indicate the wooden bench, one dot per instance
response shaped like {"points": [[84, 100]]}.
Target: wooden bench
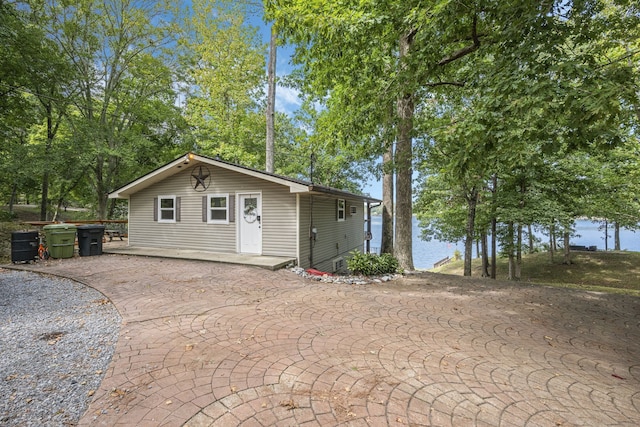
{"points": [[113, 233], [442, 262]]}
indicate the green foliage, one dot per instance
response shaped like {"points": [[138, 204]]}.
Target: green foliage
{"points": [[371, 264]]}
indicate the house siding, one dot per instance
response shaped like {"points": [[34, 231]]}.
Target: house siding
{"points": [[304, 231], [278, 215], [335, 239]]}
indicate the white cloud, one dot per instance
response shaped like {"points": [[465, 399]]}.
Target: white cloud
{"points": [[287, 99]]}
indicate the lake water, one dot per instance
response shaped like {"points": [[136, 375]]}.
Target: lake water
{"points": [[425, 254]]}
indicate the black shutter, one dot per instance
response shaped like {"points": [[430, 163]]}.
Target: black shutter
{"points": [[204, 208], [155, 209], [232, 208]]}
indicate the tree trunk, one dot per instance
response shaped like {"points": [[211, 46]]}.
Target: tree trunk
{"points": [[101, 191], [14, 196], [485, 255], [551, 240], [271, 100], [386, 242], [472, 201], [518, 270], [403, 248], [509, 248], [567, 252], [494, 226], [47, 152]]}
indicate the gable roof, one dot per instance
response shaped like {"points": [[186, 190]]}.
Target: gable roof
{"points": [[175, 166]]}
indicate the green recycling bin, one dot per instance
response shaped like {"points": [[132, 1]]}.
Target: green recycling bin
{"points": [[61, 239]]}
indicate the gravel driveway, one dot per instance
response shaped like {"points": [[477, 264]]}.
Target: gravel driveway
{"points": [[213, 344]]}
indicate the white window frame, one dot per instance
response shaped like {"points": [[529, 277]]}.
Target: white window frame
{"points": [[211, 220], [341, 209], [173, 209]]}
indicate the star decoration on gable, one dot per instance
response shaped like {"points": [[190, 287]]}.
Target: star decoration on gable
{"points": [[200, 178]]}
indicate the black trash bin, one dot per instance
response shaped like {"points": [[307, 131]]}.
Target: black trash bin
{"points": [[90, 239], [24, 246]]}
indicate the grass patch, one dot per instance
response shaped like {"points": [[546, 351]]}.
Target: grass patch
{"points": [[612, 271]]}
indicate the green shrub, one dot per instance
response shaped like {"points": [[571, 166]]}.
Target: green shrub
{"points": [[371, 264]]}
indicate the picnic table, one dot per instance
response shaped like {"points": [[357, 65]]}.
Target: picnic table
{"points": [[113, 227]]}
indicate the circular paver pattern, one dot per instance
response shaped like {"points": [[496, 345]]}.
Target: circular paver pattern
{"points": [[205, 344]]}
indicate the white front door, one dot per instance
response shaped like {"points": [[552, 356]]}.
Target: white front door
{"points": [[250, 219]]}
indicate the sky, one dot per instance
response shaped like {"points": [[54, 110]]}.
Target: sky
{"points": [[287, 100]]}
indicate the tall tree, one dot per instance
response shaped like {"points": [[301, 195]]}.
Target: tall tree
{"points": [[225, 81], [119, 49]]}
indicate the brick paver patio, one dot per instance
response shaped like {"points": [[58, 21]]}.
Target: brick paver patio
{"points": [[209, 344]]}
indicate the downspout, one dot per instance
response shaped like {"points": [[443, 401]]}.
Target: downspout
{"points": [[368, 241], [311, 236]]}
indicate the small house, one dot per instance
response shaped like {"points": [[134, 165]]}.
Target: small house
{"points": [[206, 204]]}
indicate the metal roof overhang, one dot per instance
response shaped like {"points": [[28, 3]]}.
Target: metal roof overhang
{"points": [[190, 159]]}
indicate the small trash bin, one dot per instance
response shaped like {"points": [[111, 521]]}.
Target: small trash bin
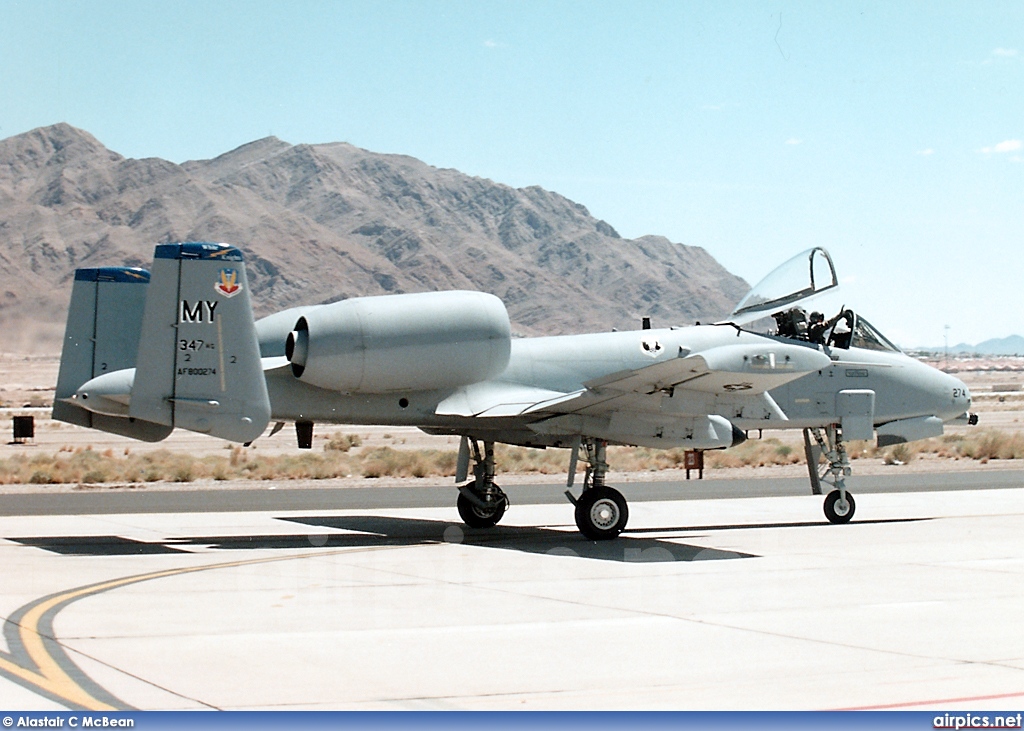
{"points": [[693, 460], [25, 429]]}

____________________

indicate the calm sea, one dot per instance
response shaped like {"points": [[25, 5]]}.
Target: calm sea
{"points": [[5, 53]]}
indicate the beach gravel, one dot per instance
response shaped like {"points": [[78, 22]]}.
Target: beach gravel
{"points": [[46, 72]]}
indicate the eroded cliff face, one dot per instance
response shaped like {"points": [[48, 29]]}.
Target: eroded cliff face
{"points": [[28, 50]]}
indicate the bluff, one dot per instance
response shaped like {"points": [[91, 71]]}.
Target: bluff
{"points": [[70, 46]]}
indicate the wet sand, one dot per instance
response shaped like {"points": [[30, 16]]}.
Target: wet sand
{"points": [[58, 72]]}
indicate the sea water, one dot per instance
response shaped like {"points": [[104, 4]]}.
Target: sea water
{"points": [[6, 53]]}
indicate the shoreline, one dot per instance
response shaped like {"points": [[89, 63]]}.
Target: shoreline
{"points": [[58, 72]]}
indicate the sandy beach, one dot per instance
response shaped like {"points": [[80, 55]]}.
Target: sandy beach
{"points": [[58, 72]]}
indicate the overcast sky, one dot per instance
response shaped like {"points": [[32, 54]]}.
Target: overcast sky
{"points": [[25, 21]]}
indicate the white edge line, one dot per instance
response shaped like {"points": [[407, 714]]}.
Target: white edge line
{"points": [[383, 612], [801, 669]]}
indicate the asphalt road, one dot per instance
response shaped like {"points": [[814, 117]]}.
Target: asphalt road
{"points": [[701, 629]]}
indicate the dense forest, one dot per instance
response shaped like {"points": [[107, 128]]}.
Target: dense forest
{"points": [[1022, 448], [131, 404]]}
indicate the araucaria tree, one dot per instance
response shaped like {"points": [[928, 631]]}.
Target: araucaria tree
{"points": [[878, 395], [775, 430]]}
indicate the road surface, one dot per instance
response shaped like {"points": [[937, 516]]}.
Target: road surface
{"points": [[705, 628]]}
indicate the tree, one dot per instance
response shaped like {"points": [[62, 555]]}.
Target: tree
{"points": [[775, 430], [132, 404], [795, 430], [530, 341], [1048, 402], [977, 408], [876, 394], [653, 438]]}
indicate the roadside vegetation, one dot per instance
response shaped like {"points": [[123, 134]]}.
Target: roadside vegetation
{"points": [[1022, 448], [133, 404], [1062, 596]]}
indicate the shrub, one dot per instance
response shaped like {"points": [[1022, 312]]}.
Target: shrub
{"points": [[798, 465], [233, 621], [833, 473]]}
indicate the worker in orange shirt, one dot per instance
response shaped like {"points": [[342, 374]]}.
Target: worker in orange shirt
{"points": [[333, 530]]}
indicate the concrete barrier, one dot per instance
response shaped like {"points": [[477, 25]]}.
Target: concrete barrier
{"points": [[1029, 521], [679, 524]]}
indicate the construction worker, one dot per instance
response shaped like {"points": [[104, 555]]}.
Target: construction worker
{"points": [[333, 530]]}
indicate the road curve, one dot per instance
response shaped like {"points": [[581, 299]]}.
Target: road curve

____________________

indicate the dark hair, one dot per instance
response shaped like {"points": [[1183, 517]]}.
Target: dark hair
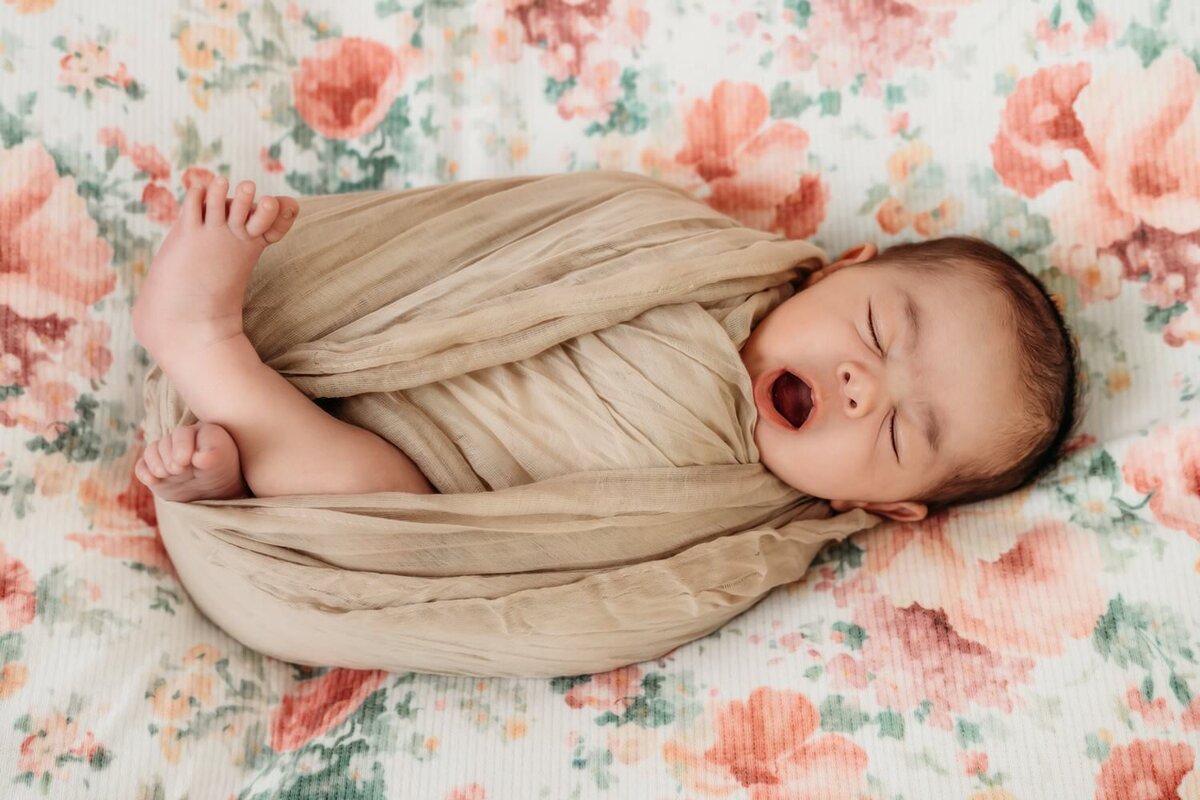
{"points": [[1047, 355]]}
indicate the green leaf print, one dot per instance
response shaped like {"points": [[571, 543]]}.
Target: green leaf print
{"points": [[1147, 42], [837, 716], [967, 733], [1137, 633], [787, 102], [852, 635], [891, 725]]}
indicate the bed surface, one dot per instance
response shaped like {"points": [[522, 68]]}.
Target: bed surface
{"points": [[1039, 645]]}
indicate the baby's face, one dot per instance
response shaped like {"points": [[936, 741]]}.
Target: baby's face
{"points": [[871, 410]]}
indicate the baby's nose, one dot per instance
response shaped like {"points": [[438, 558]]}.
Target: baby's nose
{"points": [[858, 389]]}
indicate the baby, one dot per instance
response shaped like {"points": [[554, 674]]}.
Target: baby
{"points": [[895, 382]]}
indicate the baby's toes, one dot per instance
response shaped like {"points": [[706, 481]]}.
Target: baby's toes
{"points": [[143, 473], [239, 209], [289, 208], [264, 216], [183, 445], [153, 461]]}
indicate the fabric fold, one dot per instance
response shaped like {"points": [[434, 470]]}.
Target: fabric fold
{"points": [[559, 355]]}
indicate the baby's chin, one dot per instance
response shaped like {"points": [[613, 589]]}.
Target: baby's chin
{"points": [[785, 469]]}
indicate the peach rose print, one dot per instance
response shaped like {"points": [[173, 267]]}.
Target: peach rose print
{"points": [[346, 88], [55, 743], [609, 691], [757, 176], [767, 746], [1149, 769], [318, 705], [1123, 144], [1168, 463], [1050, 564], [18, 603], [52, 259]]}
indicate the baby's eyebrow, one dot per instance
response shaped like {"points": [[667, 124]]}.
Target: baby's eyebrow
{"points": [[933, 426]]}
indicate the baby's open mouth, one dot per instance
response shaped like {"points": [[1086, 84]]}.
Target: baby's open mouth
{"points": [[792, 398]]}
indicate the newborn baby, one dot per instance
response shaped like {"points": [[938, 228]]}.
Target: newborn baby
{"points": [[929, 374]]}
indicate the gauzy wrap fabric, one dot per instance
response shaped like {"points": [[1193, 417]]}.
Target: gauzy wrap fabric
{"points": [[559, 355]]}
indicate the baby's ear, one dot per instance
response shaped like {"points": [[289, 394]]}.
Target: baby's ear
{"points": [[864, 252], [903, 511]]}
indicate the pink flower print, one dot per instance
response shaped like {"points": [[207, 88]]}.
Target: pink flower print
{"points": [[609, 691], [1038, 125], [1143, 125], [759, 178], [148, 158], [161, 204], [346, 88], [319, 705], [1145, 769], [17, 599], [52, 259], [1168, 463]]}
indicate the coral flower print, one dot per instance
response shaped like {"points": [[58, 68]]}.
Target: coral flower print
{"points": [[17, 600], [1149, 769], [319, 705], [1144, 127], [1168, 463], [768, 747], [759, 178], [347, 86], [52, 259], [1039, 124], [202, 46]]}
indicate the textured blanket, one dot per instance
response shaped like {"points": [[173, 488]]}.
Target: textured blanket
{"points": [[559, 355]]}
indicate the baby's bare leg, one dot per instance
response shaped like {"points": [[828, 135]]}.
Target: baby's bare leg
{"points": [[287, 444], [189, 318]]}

____________________

### [Task directions]
What lines in the data above carry "curve"? Return them all.

### [Response area]
indicate the road curve, one dot per instance
Target: road curve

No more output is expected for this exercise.